Selection
-.-.-

The DG’s Critical Position
Directors General (DGs) hold a pivotal role in public sector transformation. Positioned between Assistant Deputy Ministers (ADMs) who set strategic directions and Directors/Managers who execute operational plans, DGs are often the anchor point where urgency and patience must be reconciled.

While ADMs translate political vision into departmental strategies, DGs are responsible for making it real—ensuring programs, projects, and staff deliver results that both meet urgent demands and withstand the test of time. They manage budgets, oversee implementation, and act as the practical link between high-level strategy and ground-level execution.
This blog explores how DGs can act as effective anchors in transformation, sustaining momentum by balancing the immediate need for results with the long-term patience required for cultural and structural reform.
Urgency in the DG’s World
For DGs, urgency shows up as:
- Performance pressures: delivering milestones on time and within budget.
- Accountability reporting: preparing results frameworks, Treasury Board submissions, and performance dashboards.
- Ministerial optics: producing outputs that can be showcased as success stories in annual reports, speeches, or media engagements.

-.-.-

Items listed in a dataset:
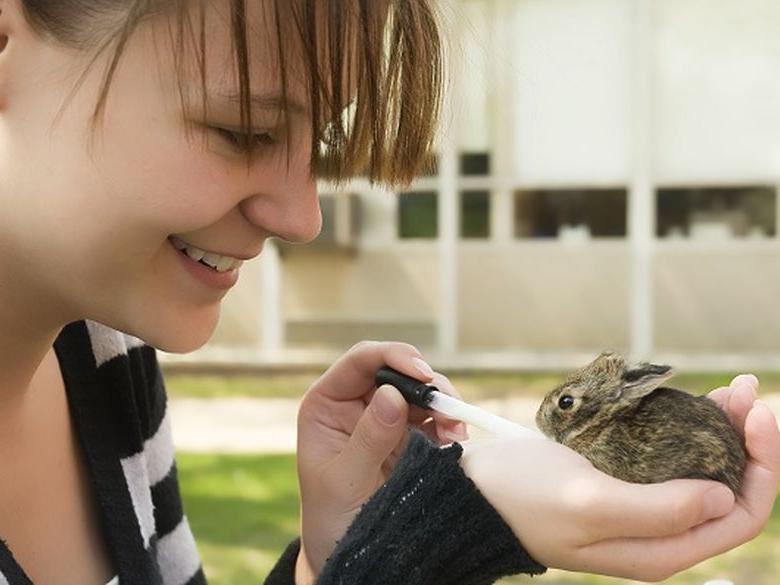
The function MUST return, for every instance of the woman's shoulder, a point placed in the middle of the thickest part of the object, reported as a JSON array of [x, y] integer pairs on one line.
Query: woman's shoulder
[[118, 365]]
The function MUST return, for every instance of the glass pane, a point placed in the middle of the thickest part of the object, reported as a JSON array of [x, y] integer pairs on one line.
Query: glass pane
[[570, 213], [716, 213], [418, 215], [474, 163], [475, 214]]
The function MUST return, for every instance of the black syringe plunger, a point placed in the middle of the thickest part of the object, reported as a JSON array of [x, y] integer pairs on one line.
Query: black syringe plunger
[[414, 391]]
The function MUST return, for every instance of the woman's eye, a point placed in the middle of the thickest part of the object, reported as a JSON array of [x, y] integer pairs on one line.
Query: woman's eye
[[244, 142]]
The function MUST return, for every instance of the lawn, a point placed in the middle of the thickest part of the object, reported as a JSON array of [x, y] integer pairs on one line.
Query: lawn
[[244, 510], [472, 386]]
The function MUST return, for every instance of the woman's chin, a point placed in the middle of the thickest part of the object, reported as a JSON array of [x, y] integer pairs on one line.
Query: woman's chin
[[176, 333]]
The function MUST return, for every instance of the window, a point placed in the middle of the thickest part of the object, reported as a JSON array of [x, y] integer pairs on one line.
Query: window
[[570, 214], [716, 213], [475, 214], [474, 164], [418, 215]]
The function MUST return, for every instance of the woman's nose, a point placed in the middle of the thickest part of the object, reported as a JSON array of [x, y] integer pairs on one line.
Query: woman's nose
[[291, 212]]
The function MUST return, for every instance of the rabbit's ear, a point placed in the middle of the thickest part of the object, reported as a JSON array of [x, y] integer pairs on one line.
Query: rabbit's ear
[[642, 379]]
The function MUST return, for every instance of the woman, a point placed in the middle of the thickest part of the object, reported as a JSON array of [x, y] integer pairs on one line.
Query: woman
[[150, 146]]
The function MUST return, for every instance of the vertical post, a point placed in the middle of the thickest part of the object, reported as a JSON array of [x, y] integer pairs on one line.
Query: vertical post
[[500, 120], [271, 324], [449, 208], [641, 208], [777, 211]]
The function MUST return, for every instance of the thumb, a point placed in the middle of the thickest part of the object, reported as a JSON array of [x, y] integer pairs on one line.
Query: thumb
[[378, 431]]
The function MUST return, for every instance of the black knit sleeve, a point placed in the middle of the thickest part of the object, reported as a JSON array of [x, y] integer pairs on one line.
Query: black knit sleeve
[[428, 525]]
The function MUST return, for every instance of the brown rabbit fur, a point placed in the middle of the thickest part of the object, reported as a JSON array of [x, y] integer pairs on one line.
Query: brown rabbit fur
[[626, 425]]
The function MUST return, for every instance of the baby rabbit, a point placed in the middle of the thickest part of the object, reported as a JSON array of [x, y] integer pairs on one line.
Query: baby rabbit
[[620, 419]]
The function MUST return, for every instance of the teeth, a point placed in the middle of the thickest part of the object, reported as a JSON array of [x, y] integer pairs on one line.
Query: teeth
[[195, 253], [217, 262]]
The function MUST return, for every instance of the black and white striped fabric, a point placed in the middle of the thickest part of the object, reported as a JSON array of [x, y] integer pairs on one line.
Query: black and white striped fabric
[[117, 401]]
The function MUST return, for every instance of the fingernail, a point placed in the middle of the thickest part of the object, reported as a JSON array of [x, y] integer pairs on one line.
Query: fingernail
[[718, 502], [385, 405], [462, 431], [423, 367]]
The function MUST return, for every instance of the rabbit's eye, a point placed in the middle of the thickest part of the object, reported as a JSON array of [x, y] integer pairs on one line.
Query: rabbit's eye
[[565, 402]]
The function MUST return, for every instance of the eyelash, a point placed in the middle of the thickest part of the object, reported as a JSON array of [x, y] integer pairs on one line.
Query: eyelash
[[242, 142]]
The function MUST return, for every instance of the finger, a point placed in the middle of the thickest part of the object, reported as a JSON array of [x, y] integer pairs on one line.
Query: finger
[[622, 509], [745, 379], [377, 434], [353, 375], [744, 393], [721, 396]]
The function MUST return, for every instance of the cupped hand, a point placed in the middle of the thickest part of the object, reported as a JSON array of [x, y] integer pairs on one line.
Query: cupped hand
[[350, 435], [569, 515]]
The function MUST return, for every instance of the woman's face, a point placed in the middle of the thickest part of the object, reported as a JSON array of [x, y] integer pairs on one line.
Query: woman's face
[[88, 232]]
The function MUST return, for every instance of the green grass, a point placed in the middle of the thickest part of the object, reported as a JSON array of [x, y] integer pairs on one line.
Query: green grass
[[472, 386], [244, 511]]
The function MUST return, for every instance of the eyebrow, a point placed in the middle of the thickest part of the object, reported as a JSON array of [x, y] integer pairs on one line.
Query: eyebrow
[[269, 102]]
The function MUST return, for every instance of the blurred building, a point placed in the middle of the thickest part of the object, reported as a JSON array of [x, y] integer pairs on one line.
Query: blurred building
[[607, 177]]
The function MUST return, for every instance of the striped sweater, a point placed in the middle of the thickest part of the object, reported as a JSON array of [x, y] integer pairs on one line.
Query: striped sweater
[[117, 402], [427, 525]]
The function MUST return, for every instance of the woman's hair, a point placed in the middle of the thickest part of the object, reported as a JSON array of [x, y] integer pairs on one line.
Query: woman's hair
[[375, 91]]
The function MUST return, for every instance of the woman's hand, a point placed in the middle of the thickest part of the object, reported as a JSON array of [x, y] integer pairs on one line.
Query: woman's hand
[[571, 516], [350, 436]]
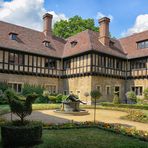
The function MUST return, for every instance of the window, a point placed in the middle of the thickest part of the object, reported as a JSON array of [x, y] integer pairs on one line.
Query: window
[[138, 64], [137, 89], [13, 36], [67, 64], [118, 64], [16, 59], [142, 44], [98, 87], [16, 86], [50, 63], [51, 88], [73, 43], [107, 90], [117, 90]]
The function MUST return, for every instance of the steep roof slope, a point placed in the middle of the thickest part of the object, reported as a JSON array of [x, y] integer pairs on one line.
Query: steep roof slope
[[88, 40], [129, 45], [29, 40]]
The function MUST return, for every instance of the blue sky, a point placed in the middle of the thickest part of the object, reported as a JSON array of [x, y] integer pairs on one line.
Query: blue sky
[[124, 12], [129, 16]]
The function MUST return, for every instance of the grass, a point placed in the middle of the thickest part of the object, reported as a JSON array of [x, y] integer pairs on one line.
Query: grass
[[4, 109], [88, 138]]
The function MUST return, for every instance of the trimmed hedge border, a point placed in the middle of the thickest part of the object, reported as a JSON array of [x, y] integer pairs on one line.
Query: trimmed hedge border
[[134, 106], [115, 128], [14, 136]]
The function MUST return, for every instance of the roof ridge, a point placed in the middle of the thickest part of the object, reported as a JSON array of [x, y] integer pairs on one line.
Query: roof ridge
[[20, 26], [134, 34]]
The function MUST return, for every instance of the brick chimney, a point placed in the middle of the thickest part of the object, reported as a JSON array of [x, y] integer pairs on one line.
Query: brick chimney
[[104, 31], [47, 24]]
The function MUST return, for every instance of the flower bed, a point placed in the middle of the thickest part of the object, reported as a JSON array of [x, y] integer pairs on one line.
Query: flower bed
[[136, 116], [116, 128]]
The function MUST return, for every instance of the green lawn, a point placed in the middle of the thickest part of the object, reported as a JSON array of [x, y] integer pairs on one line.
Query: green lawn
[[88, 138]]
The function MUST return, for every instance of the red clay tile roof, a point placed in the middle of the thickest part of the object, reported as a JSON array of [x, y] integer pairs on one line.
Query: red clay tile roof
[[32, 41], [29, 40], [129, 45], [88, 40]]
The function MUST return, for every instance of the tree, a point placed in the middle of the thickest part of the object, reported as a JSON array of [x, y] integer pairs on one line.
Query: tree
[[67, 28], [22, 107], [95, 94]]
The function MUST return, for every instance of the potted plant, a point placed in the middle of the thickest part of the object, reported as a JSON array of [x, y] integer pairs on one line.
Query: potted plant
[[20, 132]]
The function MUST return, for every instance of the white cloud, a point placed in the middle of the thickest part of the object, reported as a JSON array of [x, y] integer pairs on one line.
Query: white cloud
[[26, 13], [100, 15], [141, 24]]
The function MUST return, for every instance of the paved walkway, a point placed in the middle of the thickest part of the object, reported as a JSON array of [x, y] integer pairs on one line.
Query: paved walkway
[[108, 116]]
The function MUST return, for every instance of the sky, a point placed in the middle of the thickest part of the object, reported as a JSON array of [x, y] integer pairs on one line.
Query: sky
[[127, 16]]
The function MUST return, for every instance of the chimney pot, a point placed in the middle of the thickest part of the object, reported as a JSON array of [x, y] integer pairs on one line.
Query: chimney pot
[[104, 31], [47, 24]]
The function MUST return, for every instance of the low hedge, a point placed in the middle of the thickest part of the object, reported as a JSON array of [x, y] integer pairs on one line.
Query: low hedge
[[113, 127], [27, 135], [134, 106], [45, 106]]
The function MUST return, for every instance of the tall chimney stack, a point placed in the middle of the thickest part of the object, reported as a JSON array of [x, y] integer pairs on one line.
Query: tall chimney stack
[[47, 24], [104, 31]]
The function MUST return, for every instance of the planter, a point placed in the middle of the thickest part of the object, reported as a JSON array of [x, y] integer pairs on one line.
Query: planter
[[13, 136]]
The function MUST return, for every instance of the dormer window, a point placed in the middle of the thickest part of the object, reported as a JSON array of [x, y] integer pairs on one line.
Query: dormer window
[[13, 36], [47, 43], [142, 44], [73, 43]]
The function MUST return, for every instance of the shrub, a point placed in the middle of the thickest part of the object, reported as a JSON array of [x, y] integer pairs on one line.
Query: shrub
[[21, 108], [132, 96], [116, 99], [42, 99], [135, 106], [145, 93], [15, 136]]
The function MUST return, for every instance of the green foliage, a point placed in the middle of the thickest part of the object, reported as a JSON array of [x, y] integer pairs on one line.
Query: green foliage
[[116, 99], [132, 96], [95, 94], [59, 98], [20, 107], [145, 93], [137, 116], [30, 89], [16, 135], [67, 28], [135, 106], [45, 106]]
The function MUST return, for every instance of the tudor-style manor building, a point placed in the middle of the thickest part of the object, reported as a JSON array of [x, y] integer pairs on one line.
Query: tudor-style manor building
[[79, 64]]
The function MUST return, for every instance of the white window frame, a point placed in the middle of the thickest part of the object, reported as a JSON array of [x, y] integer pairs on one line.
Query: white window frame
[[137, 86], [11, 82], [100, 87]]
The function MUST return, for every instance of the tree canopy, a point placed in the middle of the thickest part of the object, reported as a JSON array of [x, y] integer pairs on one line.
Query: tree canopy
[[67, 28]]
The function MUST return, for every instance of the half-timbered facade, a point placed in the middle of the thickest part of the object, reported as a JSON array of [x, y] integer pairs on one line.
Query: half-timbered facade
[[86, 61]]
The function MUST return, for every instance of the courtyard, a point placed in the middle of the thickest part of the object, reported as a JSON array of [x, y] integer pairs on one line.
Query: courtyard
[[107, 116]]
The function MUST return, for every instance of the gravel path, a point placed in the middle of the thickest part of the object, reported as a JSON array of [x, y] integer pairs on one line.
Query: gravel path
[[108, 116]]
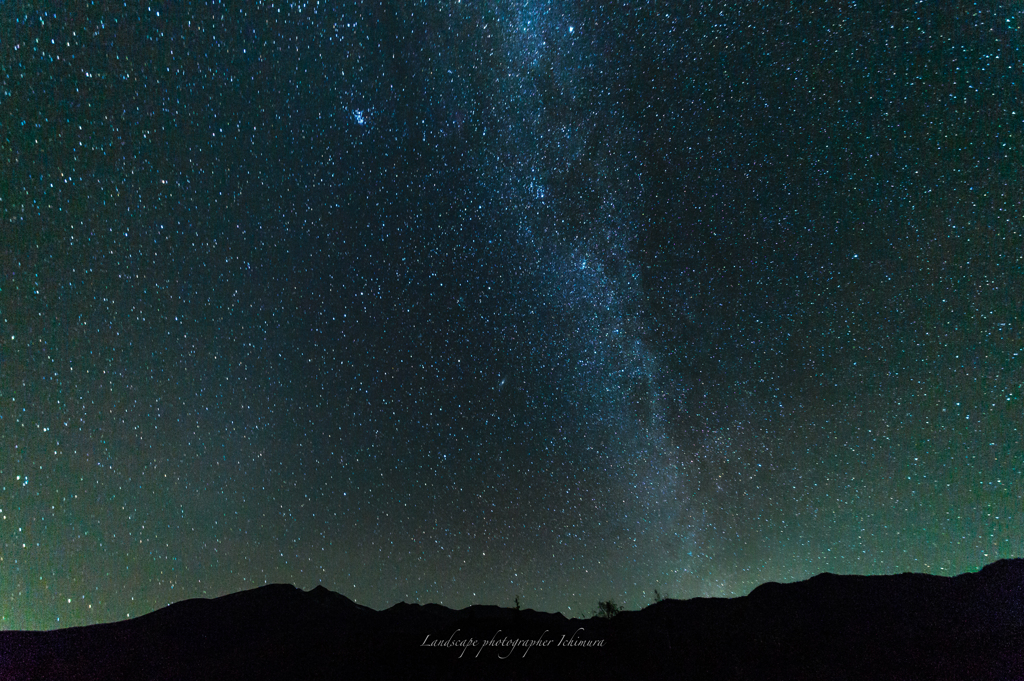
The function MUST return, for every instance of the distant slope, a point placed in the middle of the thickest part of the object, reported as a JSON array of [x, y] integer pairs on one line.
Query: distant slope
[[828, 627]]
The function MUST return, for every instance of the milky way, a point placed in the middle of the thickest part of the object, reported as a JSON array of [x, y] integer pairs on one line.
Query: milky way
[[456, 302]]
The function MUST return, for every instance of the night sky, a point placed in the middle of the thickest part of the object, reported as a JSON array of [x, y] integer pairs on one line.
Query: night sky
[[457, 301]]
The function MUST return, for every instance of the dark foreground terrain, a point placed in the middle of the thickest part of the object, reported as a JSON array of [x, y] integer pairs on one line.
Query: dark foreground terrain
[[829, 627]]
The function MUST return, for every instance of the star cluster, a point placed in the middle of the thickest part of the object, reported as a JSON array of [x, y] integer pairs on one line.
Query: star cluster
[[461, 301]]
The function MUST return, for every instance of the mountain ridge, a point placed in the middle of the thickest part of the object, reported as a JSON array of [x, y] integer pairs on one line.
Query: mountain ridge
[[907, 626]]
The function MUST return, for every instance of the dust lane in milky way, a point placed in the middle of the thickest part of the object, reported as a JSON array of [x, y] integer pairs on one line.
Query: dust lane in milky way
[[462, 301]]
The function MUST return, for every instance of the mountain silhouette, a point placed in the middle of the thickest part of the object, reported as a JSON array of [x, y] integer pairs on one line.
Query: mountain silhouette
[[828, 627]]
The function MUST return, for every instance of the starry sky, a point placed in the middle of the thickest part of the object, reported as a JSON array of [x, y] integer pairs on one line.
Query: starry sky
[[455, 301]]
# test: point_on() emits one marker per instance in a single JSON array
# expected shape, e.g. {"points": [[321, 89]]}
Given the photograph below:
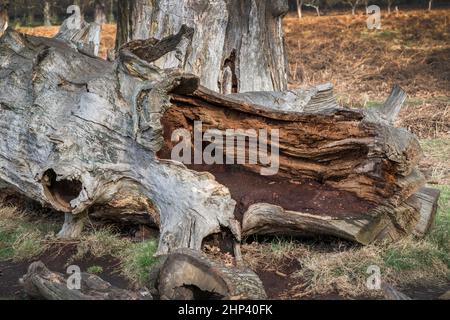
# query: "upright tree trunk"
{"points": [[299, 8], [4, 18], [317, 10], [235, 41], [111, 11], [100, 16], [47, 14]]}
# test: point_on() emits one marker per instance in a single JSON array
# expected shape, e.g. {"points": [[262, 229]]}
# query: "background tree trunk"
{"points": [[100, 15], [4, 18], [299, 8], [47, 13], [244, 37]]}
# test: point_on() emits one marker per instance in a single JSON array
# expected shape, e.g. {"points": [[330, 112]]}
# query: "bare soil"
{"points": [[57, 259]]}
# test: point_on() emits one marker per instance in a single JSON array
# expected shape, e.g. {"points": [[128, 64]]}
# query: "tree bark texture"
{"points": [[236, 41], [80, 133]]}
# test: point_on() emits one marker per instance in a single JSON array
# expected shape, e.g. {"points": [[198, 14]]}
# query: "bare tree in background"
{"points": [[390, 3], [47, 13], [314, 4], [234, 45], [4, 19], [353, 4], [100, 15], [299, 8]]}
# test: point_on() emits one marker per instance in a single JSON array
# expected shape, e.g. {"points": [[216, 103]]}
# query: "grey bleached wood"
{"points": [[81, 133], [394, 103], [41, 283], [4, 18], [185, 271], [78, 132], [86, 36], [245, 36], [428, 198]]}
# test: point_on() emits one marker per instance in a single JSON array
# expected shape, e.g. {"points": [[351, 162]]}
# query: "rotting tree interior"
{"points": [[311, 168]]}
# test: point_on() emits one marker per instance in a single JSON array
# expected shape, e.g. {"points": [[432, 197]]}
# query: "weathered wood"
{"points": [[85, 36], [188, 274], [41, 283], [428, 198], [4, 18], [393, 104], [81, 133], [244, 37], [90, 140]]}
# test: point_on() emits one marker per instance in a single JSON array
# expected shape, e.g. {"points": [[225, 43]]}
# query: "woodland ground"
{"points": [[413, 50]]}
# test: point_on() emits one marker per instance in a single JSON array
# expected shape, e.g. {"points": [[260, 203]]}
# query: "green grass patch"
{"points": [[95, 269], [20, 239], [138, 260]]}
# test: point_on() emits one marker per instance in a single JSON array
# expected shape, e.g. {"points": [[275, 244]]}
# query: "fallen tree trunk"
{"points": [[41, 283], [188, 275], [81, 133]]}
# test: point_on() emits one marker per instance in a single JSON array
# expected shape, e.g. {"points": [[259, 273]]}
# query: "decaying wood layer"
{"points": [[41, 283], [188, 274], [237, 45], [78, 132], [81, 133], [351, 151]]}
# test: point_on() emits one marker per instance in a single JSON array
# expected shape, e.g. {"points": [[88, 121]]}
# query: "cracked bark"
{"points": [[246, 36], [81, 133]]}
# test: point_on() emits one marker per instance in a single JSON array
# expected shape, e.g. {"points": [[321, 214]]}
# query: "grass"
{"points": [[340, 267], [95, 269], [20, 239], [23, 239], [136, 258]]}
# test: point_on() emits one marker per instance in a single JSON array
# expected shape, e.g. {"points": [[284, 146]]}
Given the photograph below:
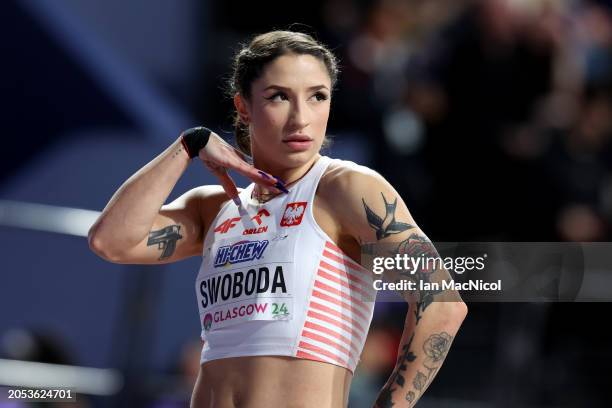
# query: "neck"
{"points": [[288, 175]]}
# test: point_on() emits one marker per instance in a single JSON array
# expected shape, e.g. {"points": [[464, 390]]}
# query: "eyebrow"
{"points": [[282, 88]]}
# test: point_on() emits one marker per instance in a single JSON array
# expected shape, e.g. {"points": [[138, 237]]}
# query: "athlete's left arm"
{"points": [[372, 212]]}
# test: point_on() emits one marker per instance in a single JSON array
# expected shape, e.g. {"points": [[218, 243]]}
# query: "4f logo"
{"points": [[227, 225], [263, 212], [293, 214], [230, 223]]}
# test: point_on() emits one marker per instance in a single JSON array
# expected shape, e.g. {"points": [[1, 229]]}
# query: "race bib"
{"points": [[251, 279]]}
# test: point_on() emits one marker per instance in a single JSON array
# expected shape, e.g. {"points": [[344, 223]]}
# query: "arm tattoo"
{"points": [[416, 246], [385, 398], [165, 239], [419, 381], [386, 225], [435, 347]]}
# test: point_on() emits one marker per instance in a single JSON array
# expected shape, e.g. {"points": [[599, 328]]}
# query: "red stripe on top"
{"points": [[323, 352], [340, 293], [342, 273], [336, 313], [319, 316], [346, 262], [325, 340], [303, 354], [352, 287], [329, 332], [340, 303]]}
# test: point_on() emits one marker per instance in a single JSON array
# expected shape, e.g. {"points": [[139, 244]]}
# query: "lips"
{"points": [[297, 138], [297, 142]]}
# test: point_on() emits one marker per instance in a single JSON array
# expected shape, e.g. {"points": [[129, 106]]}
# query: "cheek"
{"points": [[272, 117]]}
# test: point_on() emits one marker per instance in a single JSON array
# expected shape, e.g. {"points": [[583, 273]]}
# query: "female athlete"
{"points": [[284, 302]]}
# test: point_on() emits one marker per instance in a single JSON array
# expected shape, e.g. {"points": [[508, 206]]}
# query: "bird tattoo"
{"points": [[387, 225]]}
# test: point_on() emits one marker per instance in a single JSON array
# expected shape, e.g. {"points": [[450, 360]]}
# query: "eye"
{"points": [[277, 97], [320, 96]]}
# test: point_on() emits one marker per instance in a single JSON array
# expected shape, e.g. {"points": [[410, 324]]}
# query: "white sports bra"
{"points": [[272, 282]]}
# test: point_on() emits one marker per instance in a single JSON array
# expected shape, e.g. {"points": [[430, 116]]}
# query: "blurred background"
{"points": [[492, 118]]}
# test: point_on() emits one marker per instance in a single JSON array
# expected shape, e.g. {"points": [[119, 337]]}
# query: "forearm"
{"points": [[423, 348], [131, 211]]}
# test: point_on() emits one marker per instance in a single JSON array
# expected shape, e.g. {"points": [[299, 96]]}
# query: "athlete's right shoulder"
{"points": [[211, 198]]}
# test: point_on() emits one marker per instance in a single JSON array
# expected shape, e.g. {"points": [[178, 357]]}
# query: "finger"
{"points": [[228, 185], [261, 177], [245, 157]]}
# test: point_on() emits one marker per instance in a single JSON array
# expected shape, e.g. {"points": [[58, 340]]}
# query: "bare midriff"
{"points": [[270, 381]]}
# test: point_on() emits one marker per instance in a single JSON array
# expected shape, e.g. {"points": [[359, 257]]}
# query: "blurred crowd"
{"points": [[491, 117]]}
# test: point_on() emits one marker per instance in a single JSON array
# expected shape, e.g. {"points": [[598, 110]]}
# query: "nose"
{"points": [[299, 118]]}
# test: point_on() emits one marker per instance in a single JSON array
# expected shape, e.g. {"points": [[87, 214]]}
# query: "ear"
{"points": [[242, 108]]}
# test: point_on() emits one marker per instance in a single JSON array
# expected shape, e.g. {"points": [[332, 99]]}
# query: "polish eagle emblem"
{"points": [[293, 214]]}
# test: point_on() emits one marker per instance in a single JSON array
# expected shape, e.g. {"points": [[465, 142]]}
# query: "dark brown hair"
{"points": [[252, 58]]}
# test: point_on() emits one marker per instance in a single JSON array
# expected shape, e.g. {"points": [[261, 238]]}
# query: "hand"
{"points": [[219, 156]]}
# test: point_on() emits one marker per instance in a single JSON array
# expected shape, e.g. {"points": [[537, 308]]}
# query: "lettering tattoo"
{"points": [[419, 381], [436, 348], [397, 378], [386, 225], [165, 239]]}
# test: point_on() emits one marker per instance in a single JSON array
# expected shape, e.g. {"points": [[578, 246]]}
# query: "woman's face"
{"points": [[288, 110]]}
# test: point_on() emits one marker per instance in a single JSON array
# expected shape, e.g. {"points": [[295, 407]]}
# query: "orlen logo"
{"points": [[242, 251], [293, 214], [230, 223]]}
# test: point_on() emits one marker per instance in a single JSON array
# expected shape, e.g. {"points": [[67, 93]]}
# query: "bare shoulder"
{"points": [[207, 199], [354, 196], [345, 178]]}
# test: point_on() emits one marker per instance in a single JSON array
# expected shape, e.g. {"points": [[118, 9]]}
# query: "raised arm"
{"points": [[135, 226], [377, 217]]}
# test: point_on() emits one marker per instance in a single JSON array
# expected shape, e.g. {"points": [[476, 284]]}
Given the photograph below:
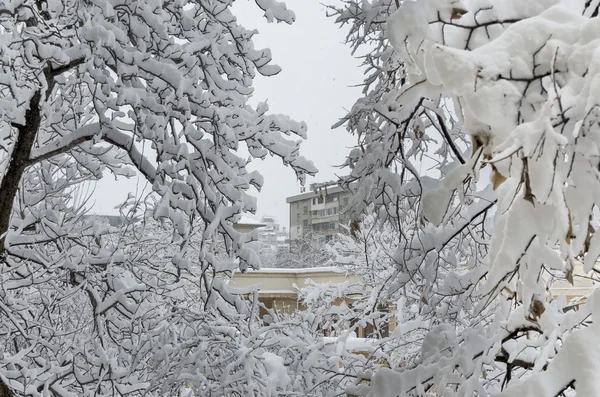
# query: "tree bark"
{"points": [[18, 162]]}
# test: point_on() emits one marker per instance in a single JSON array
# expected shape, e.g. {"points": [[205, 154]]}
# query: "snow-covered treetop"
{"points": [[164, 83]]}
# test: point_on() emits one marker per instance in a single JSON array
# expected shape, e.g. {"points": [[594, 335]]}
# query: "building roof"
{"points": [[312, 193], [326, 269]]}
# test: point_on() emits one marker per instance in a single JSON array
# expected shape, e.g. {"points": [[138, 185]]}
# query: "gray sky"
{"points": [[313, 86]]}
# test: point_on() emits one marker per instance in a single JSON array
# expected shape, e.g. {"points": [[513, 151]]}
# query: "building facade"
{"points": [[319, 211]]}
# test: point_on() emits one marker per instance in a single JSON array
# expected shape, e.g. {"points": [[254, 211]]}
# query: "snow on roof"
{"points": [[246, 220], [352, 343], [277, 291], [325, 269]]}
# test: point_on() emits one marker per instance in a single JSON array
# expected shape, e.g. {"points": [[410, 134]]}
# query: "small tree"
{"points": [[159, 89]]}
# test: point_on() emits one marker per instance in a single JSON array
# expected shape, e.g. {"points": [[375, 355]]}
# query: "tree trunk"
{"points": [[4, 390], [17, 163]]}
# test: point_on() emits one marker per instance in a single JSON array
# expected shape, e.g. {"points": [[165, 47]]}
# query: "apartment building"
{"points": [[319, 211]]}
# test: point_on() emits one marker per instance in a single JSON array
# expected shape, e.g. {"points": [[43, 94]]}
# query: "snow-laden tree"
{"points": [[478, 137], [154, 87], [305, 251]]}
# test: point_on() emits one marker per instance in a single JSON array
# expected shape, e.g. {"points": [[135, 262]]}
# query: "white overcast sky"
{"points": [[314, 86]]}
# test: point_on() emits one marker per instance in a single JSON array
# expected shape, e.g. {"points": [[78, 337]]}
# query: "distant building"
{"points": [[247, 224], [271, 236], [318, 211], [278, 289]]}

-.-.-

What is being asked
Print the passage of the text on the role of Directors General that begins at the words "The DG’s Critical" and stops after the words "and ground-level execution.".

Written answer
The DG’s Critical Position
Directors General (DGs) hold a pivotal role in public sector transformation. Positioned between Assistant Deputy Ministers (ADMs) who set strategic directions and Directors/Managers who execute operational plans, DGs are often the anchor point where urgency and patience must be reconciled.

While ADMs translate political vision into departmental strategies, DGs are responsible for making it real—ensuring programs, projects, and staff deliver results that both meet urgent demands and withstand the test of time. They manage budgets, oversee implementation, and act as the practical link between high-level strategy and ground-level execution.